Arrange every line of the material below as a numbered list, omitting blank lines and leaving the pictures out.

* Start AVAILABLE RECORDS *

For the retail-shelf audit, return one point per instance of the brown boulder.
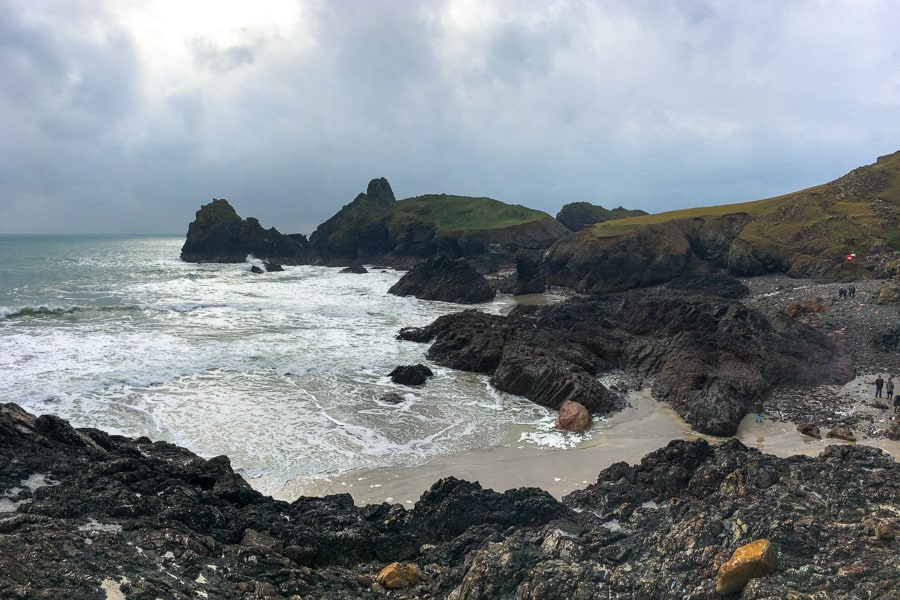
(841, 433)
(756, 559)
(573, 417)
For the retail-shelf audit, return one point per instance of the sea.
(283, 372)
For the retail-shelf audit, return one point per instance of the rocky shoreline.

* End AVAILABLE RECORDS *

*THE OUTPUT:*
1. For the retail-shelf audit, return one point per instance of the brown boulder.
2. (841, 433)
3. (756, 559)
4. (573, 417)
5. For the retail-shelf audit, return one point per instance of the sea.
6. (283, 372)
7. For the retail-shelf audit, return one point per instance of the rocky shoreline.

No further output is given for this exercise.